Location annotation dataset excerpts:
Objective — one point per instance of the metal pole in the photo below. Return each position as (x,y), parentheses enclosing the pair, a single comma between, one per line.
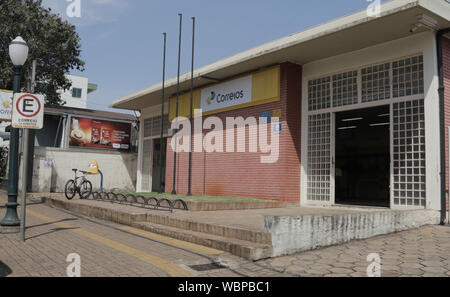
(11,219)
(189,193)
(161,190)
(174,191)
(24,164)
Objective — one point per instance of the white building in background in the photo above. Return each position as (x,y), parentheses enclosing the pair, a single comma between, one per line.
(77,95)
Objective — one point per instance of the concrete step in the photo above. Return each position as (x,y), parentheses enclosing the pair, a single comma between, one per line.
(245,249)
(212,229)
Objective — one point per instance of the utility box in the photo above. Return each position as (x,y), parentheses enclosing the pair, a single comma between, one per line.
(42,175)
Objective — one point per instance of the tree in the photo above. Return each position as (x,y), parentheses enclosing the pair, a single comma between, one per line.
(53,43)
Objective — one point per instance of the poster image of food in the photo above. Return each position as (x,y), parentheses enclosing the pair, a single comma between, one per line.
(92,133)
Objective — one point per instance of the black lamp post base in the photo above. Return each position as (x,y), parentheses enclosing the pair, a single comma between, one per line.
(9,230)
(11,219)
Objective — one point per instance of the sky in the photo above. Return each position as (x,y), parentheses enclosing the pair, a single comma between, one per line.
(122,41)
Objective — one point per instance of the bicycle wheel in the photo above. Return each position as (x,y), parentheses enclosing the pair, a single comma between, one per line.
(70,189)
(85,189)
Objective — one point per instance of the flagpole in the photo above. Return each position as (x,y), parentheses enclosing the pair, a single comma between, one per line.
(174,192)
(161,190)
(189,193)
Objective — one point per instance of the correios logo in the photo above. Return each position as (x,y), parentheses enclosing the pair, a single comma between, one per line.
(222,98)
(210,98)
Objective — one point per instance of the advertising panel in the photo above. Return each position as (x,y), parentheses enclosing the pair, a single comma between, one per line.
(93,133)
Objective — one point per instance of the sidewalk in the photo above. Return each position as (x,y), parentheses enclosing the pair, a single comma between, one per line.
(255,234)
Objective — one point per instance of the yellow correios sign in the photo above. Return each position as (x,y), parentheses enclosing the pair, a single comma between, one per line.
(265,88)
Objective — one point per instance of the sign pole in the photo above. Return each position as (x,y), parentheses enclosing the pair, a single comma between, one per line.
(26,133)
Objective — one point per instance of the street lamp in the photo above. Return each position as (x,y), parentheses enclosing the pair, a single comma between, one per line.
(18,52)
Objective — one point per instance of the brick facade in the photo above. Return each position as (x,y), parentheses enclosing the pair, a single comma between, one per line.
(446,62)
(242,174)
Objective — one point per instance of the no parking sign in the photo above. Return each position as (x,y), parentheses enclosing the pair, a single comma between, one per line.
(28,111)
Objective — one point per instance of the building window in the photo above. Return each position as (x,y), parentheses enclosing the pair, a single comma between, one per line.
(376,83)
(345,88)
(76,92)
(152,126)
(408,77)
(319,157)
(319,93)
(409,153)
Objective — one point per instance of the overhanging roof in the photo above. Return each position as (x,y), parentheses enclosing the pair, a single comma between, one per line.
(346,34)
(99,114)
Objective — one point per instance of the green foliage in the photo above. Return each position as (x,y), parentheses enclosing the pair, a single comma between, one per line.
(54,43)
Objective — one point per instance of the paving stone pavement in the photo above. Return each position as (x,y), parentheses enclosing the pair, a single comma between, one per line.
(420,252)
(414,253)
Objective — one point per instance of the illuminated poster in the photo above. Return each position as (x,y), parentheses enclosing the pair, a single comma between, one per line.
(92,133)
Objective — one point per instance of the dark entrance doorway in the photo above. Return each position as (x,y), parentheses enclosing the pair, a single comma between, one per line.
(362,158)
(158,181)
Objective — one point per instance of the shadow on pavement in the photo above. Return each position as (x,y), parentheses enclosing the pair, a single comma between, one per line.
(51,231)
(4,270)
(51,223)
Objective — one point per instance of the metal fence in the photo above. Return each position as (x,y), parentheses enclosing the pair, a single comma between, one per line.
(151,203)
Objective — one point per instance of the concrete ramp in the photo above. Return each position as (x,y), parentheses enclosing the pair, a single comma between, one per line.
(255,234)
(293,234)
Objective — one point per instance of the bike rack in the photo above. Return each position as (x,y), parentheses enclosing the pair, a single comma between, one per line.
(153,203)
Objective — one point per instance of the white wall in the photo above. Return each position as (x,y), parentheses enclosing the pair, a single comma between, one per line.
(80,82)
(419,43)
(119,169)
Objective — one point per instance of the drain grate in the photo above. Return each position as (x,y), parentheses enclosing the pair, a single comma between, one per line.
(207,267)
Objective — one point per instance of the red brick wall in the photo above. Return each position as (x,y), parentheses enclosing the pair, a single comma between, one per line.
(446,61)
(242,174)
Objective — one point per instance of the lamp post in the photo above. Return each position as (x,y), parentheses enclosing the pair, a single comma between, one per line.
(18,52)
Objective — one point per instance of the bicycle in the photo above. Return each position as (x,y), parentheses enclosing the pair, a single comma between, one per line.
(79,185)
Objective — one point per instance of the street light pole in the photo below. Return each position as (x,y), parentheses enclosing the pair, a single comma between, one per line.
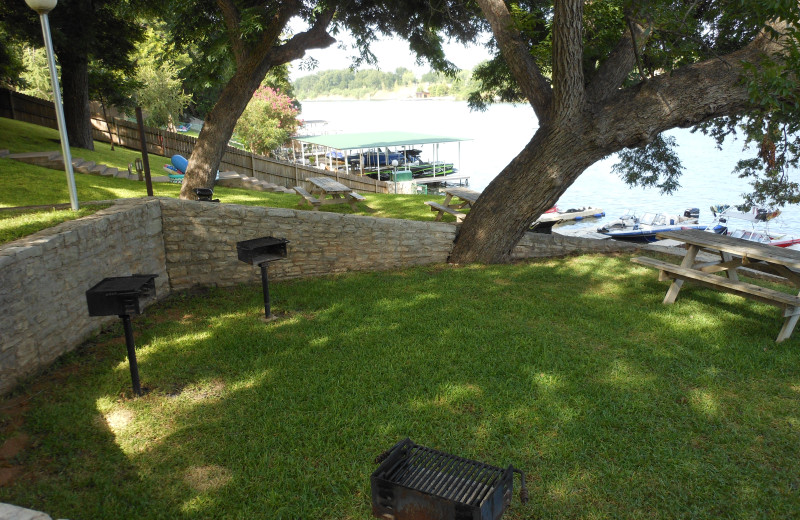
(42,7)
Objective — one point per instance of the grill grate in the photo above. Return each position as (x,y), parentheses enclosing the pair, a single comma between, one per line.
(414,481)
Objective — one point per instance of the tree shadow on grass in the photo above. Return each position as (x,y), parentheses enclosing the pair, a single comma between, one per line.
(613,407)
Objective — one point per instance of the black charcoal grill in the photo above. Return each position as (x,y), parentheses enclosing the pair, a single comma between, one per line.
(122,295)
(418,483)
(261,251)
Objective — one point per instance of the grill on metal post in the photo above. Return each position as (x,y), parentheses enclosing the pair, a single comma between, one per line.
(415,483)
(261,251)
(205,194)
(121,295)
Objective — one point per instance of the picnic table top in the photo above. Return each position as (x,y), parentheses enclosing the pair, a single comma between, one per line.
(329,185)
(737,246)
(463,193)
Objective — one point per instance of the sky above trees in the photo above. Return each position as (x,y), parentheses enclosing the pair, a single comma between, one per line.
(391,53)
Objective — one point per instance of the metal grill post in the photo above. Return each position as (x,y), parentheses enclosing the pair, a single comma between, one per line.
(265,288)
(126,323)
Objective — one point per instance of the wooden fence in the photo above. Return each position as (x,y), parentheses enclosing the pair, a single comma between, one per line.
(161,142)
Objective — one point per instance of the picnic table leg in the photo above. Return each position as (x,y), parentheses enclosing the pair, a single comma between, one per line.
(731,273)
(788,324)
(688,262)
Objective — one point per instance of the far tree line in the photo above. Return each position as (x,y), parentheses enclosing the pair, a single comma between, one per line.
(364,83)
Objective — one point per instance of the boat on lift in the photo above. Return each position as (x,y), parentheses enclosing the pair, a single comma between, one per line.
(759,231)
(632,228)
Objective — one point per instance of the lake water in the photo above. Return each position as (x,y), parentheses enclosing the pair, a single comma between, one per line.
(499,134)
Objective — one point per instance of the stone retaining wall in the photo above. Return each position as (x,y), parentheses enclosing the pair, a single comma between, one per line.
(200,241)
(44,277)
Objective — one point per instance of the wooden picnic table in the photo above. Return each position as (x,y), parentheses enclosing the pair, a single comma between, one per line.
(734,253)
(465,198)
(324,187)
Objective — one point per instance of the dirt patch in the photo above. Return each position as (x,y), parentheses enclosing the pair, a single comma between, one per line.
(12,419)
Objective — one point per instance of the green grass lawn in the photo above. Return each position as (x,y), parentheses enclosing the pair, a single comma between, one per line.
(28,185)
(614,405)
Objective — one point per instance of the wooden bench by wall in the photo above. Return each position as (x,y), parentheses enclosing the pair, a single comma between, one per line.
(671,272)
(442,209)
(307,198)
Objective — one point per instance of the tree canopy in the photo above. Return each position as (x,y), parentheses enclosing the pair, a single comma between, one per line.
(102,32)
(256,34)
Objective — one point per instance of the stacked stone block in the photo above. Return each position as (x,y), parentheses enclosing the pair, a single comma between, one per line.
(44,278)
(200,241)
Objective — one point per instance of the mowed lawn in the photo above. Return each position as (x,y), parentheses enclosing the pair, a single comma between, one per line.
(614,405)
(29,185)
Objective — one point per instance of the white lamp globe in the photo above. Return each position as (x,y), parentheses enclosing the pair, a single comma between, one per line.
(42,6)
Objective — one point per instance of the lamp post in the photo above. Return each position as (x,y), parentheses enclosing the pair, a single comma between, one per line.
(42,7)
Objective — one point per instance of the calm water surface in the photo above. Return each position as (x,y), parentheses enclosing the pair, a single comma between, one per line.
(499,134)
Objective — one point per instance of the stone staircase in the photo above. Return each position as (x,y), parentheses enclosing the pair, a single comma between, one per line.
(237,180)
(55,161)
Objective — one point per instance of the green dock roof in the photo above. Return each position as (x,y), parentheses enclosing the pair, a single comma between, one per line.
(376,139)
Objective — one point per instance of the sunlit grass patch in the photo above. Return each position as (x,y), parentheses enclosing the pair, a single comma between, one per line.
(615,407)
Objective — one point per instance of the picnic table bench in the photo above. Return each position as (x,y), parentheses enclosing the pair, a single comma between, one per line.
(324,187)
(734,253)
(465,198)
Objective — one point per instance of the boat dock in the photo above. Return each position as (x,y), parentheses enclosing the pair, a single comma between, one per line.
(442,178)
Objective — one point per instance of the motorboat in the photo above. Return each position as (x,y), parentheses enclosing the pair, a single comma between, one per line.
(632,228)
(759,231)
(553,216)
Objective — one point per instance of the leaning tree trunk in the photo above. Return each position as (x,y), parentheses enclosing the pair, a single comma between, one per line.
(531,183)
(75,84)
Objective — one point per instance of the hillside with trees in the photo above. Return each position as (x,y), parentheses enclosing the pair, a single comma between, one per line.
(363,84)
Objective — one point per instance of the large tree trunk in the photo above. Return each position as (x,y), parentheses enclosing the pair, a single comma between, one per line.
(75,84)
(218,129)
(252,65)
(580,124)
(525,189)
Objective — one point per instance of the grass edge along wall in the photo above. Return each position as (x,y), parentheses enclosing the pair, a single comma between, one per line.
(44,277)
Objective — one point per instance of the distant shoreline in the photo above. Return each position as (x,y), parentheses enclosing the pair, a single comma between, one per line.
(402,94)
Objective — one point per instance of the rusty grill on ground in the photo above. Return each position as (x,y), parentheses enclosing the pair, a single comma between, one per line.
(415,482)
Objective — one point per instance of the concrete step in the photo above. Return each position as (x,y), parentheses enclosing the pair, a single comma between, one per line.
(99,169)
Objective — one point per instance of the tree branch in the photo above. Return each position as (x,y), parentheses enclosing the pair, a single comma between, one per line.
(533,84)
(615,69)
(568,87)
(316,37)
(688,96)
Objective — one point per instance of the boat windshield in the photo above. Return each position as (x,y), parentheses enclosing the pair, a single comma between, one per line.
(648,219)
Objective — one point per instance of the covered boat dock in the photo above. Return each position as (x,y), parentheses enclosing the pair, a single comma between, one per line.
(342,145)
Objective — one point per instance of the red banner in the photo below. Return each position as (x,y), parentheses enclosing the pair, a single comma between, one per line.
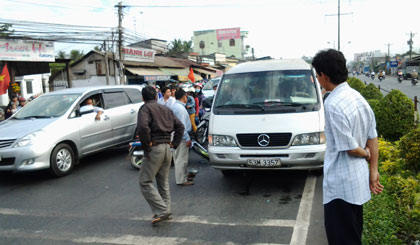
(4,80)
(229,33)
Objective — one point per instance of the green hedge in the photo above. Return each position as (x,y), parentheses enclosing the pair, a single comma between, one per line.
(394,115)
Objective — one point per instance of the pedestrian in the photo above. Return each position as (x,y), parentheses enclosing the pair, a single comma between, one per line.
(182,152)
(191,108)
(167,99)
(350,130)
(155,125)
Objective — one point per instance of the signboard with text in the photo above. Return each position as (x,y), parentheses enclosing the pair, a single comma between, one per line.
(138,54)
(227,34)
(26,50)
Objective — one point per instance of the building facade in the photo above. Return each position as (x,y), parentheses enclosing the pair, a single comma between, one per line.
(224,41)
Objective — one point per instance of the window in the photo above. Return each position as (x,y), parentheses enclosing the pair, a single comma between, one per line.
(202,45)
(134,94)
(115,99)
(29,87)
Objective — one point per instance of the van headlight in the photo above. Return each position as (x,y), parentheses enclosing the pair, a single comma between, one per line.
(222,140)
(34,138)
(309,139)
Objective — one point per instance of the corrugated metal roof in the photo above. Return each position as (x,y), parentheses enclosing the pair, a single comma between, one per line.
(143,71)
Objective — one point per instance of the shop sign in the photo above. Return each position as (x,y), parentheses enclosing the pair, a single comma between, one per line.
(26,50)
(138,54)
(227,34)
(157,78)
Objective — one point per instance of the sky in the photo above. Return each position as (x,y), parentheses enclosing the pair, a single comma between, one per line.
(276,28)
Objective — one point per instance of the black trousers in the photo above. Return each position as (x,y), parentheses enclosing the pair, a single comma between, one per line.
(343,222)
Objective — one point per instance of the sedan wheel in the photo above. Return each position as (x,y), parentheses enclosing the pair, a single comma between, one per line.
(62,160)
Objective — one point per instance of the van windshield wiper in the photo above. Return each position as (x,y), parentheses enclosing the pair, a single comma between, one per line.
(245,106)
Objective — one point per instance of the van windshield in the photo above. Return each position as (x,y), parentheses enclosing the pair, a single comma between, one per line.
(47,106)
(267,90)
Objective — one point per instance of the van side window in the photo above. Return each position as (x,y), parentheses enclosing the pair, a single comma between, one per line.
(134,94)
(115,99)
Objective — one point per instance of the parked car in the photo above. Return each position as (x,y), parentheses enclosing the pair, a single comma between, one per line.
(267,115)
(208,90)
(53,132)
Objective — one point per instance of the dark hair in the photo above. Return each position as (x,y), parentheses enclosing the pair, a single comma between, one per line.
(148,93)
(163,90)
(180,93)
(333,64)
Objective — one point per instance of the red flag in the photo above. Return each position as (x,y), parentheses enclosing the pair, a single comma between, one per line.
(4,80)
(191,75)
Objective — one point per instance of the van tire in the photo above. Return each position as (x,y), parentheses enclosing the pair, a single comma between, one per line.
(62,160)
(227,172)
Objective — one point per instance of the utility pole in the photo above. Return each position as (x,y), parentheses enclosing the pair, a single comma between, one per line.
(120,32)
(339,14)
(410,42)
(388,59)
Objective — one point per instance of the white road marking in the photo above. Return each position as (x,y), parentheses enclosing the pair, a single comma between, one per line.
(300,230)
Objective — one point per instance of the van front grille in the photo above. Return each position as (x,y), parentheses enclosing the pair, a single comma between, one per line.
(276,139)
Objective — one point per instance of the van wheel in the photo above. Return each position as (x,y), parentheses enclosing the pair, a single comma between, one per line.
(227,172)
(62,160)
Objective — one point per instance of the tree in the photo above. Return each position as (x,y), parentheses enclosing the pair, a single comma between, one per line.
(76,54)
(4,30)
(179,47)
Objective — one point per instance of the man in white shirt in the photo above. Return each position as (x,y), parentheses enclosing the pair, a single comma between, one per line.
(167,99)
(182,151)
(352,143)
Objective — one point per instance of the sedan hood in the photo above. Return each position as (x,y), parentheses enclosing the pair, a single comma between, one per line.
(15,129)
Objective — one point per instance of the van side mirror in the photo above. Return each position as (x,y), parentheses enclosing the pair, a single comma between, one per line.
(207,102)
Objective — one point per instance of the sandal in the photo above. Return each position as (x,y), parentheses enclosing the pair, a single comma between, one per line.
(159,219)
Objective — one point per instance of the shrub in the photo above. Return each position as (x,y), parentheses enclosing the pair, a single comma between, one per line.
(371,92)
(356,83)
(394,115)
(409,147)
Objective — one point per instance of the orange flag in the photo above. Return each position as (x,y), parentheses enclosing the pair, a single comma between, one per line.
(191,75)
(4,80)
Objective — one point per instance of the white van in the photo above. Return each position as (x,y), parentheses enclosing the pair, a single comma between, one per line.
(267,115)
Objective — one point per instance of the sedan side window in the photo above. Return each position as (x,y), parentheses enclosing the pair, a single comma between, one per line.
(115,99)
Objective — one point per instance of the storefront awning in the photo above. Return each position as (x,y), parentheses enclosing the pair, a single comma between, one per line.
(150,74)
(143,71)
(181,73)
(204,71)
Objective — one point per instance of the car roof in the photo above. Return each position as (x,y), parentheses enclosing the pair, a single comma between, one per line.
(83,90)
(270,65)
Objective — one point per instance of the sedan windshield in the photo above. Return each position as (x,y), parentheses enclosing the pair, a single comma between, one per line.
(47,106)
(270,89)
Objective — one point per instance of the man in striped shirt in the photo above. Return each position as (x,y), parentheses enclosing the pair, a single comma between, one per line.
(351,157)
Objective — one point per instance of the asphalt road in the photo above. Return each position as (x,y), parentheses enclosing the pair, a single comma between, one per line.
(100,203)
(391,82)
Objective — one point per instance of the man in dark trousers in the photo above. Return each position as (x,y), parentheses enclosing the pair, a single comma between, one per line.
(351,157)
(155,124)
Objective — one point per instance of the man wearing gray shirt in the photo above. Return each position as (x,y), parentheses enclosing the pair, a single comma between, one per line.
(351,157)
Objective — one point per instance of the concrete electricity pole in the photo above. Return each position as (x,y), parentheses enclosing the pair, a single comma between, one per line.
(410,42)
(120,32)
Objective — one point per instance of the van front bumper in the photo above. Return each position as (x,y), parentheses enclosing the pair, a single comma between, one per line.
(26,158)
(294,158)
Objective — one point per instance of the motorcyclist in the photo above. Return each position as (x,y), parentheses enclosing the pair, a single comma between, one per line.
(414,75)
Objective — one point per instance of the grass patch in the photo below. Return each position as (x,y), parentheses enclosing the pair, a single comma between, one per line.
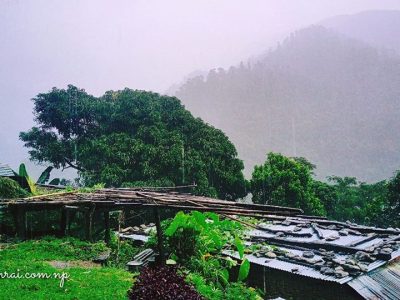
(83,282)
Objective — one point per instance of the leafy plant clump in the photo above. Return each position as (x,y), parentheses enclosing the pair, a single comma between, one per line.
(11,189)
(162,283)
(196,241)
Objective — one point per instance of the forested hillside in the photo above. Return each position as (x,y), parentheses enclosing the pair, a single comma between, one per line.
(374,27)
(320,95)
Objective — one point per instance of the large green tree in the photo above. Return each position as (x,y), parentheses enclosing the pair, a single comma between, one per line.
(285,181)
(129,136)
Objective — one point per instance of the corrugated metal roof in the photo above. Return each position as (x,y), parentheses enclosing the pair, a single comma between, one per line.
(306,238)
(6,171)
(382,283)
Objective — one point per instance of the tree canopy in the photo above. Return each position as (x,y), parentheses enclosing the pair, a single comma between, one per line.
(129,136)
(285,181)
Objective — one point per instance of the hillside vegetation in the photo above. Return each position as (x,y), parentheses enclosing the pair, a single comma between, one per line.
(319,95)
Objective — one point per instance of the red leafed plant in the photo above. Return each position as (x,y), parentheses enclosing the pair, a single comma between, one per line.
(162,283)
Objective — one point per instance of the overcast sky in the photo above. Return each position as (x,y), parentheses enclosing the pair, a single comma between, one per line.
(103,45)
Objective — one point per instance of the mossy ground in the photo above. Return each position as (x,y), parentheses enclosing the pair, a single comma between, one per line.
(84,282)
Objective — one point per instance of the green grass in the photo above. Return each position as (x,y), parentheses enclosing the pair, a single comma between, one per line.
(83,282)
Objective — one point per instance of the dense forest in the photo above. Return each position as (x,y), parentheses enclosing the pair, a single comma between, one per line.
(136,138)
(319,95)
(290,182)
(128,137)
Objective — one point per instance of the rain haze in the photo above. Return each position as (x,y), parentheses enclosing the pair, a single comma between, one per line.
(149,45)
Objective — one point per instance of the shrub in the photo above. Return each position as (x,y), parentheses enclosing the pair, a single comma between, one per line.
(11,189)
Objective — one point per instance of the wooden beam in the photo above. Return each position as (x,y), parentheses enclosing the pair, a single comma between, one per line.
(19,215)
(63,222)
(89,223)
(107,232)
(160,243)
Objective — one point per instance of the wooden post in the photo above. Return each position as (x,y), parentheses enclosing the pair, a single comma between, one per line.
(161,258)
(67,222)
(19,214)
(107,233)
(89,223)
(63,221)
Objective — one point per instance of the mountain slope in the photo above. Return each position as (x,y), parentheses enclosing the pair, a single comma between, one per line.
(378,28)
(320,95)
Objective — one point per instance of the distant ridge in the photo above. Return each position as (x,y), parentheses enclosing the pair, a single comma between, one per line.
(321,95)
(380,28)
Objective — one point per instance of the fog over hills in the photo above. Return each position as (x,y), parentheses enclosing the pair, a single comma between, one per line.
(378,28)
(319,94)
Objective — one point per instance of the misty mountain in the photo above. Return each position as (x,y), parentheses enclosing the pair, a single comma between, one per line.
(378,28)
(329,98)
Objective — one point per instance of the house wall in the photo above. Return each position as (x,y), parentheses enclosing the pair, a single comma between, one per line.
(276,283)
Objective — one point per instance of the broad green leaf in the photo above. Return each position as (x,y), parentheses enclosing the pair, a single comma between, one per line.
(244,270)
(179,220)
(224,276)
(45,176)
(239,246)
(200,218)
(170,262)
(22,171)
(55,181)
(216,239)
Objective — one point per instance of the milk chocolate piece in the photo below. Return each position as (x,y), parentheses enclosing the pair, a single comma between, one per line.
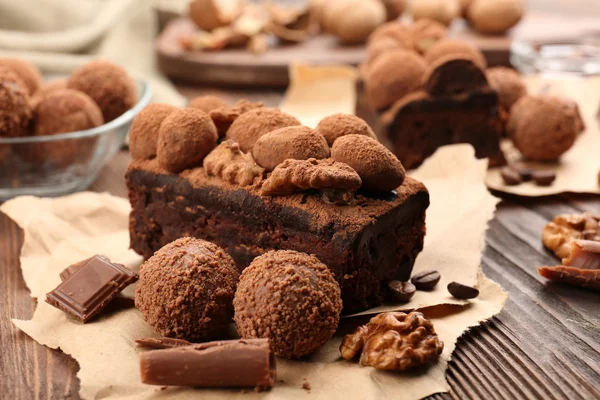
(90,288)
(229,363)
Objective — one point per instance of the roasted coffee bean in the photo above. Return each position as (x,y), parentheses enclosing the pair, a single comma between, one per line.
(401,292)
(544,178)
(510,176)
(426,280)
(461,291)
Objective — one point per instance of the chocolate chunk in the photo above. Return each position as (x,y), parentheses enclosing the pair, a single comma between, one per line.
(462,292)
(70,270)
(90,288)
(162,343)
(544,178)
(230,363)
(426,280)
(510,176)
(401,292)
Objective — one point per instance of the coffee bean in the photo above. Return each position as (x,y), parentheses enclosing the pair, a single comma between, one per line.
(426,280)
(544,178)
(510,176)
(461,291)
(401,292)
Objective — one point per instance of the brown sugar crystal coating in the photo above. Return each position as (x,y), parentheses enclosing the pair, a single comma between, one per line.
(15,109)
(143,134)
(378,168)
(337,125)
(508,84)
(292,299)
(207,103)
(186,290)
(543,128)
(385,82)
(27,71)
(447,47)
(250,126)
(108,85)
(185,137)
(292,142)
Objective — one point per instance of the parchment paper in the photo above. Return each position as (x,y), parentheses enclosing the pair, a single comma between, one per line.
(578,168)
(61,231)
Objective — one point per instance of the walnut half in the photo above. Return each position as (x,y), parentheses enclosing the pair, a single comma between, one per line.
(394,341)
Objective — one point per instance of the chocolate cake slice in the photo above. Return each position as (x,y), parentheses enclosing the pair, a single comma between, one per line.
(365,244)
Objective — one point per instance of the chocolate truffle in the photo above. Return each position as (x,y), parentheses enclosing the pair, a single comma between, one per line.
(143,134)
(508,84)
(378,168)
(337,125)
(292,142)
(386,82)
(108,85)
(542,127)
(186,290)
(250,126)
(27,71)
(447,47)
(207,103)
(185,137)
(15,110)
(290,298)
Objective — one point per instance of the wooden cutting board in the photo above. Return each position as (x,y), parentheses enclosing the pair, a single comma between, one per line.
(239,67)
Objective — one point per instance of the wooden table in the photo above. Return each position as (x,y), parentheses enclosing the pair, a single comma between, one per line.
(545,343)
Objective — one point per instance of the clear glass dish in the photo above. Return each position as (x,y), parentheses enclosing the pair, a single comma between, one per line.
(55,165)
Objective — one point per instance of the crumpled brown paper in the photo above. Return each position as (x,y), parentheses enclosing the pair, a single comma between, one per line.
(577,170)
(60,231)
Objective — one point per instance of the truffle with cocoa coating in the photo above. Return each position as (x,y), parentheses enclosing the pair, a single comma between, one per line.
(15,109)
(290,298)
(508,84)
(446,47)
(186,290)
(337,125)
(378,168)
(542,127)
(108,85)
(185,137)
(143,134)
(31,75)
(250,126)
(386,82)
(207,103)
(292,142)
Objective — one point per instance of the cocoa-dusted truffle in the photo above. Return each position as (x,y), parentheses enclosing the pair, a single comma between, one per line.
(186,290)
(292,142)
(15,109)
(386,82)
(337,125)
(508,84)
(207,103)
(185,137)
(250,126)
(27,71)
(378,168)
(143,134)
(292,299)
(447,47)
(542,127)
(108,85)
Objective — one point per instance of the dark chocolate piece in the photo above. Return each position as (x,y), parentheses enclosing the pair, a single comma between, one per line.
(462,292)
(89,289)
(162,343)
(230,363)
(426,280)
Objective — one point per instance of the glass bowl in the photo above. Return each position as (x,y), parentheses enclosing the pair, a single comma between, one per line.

• _Task goal_: Repeat exactly the lines from the line containing "Objective — one point per instance of the wooden table" through the last line of the records above, including both, and nothing else.

• _Solution for this problem_:
Objective — one point per instance of the wooden table in the photo above. Return each position as (x,y), parentheses enclosing the pair, a single comma between, one per line.
(545,343)
Objective — one point per instance of the clear glass dish in the photo above. Return each position as (x,y), parentheses enclosing the pair, a single comma between, one per line.
(55,165)
Objective — one point per instance of the crumpled brown paper in the photo above. Return each position as (x,y), parentheses enclosing the pair, a single comma between, one per line.
(577,170)
(60,231)
Objective — one point per instance of the truffle with cocoa coating in the photo above. Return each position as (x,y), parentheses enclosing the pair, a single comma between, one per line.
(15,109)
(290,298)
(508,84)
(446,47)
(186,290)
(337,125)
(378,168)
(542,127)
(108,85)
(185,137)
(143,134)
(31,75)
(250,126)
(386,82)
(207,103)
(292,142)
Objective — one point per instance of the cocoa-dusted truffle in the photo above. Return each position as (x,y), parentheses enclosing the pair, a single comma between, one per line.
(186,290)
(292,142)
(15,109)
(386,82)
(337,125)
(508,84)
(207,103)
(185,137)
(250,126)
(27,71)
(378,168)
(143,134)
(292,299)
(447,47)
(542,127)
(108,85)
Objective — one point per instance of the dark chocolate piece in the photo above. Return each position as (x,y), parentheses enclosing the pair, a single comma between, one per line.
(462,292)
(89,289)
(162,343)
(230,363)
(426,280)
Objective — one point per instance of the glass bowl in the photo above. Return each position as (x,y), parentheses enclosing the pair, a single comma between, one per line.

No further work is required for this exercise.